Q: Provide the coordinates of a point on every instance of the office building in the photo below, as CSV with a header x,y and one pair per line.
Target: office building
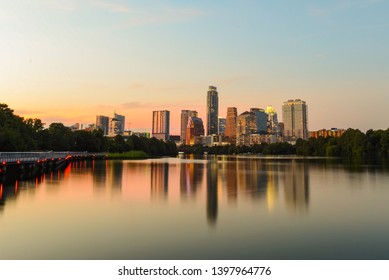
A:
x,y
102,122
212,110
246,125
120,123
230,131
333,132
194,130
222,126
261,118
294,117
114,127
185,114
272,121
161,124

---------------

What to work on
Retype the records above word for word, leaving out the pictures.

Result below
Q: Provide the coordinates of a point on every instance of the office building in the photo below, as CSV with a header x,y and one pair per line.
Target: office building
A:
x,y
102,122
212,110
246,125
120,123
230,131
333,132
194,130
222,126
261,118
294,117
114,127
185,114
272,121
161,124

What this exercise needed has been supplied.